Required work =
The entries follow. Copy every line in which "below" appears.

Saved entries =
□ □ □
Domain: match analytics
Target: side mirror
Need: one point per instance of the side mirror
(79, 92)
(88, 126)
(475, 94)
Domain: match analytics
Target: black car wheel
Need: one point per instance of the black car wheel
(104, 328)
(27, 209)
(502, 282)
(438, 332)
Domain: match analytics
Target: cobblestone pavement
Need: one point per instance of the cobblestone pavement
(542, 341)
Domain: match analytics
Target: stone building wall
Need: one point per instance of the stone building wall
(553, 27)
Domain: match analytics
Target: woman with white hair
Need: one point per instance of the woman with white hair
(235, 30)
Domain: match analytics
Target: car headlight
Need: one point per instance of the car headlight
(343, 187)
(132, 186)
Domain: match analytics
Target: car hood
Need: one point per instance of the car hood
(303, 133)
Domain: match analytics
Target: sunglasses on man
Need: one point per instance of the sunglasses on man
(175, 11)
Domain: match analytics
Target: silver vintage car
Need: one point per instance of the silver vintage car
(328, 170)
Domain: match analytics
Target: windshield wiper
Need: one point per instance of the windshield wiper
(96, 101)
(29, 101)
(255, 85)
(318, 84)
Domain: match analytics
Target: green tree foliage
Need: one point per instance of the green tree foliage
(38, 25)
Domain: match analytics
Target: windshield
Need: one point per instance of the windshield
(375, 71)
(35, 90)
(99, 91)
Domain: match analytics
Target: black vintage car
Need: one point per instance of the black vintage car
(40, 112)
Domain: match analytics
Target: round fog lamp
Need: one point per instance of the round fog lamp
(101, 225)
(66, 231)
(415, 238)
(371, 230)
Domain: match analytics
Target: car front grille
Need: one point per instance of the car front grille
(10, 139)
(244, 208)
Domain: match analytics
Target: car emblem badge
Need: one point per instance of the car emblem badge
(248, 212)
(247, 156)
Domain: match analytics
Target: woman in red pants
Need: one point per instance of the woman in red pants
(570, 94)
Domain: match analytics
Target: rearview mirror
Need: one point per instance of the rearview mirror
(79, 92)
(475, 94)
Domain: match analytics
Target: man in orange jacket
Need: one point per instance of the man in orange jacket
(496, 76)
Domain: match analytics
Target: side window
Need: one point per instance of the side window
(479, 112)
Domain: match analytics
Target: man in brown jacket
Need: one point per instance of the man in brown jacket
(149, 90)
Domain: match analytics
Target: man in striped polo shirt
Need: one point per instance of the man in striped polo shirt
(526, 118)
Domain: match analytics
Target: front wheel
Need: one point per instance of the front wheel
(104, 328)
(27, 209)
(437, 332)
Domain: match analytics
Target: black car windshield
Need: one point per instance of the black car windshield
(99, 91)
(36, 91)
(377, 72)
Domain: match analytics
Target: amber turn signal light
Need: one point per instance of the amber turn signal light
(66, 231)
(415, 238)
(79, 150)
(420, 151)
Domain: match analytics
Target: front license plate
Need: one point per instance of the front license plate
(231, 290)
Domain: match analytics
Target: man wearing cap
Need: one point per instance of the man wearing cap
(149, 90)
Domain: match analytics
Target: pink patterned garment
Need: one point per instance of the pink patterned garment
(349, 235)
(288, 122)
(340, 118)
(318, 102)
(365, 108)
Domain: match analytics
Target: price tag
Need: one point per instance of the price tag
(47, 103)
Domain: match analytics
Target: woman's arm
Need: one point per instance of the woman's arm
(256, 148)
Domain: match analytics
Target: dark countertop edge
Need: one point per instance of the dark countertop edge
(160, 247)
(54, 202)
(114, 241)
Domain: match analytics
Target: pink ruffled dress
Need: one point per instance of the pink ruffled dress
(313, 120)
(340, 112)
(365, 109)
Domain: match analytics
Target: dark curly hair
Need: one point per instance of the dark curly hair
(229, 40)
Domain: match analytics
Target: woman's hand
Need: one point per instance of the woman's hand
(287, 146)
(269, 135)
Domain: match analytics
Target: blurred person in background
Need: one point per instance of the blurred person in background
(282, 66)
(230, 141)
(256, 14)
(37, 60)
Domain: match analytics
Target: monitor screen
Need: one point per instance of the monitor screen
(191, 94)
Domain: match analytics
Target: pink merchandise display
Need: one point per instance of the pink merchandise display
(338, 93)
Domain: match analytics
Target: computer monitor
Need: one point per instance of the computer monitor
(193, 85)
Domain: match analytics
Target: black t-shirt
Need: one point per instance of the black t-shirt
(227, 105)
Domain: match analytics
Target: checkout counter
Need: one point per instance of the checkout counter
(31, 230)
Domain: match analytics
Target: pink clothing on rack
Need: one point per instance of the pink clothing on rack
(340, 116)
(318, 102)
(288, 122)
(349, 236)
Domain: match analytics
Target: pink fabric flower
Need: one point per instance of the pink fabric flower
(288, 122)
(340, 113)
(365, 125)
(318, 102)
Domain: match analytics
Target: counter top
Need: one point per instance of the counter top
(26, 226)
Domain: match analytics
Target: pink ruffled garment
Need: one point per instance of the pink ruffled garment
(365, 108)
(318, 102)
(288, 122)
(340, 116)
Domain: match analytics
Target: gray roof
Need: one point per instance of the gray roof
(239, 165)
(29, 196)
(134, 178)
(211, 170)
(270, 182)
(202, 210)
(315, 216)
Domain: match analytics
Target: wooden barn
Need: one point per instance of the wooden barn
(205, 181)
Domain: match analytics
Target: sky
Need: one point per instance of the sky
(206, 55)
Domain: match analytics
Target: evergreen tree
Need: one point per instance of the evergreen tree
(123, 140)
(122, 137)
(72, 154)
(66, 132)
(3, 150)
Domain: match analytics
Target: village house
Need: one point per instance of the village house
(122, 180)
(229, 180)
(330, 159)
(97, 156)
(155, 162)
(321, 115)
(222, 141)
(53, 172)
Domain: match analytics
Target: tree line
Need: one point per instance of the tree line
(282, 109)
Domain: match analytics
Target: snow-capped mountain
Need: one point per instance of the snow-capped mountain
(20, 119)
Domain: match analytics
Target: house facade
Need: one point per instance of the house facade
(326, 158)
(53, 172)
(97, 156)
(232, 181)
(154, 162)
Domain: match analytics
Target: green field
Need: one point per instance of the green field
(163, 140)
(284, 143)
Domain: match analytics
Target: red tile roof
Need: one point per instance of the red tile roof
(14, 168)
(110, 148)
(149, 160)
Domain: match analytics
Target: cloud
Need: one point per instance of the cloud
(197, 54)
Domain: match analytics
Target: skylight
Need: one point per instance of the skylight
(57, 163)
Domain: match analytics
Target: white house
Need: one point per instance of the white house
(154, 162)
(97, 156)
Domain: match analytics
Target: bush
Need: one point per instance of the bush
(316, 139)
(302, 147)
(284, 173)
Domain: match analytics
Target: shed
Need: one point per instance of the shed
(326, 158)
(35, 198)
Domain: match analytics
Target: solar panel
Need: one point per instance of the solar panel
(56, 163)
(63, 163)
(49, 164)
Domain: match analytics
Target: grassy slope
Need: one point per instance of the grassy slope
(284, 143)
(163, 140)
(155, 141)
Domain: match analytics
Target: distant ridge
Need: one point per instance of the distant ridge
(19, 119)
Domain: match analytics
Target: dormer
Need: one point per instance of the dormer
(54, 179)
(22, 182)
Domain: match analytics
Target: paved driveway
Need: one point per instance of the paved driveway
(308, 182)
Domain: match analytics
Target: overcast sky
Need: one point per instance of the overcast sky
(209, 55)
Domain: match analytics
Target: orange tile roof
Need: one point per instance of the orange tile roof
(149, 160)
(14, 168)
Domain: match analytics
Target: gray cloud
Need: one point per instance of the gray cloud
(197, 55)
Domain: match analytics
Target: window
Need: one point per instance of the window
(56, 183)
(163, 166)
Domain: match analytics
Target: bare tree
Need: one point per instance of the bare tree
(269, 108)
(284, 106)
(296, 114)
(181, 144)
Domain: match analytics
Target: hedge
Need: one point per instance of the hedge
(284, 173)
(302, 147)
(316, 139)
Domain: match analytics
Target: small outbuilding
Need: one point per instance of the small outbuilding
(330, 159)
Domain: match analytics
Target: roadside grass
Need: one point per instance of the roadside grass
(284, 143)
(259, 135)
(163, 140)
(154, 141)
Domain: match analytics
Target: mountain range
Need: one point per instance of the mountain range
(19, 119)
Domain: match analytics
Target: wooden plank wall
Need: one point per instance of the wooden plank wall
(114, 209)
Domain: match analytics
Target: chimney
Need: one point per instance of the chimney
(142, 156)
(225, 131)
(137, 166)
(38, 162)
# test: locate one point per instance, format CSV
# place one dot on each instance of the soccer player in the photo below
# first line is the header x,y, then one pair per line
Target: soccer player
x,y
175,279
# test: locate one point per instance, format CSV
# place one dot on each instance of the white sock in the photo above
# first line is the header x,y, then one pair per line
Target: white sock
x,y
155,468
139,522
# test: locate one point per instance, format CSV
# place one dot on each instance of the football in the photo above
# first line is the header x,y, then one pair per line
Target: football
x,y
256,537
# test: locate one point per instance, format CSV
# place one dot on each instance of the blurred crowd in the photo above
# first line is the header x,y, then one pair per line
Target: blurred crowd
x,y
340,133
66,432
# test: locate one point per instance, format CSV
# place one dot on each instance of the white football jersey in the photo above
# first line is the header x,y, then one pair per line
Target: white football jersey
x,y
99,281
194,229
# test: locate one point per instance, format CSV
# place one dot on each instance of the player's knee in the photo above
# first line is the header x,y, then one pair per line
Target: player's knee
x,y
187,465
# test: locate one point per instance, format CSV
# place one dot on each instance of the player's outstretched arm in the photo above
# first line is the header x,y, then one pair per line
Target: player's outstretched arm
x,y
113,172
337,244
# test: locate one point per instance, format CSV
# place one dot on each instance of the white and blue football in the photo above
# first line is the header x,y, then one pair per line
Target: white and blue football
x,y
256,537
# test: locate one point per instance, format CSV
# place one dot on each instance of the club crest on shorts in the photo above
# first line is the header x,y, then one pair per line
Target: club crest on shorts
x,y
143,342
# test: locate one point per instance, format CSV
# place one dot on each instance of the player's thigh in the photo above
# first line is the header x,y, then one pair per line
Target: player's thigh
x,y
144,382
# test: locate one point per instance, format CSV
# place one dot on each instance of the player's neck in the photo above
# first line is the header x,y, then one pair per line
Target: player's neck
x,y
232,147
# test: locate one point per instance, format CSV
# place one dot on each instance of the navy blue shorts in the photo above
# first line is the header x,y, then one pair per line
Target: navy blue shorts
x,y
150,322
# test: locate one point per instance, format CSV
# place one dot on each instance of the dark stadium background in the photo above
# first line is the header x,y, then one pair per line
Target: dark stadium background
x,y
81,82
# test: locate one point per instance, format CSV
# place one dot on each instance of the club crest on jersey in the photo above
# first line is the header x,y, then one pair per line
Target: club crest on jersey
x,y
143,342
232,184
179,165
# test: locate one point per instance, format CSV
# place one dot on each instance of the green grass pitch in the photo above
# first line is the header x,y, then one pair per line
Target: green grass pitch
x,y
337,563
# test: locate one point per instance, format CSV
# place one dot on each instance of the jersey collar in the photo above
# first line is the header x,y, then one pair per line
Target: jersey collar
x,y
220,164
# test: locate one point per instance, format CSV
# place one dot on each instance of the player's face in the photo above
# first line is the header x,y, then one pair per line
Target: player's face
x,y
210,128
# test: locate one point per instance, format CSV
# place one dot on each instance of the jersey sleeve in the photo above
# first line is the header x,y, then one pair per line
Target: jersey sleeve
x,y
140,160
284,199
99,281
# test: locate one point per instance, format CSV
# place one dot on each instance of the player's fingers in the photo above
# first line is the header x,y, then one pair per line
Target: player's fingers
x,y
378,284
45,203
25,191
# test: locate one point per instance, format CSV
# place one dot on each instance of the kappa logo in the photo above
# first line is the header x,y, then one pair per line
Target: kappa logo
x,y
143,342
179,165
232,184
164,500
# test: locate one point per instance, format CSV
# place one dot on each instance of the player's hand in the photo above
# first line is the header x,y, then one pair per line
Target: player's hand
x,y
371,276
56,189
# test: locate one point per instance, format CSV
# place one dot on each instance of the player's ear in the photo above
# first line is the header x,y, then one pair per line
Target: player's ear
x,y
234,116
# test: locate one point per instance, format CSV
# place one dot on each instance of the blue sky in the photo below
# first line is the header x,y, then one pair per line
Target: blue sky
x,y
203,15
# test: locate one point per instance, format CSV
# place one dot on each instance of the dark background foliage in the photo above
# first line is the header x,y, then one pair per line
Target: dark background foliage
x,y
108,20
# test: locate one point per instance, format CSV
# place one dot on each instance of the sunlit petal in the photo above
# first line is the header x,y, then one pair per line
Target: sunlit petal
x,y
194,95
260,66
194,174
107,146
□ □ □
Answer box =
# place one dot on each instance of the soccer player in the photo below
# place one dot on each instance of the blue sky in the photo below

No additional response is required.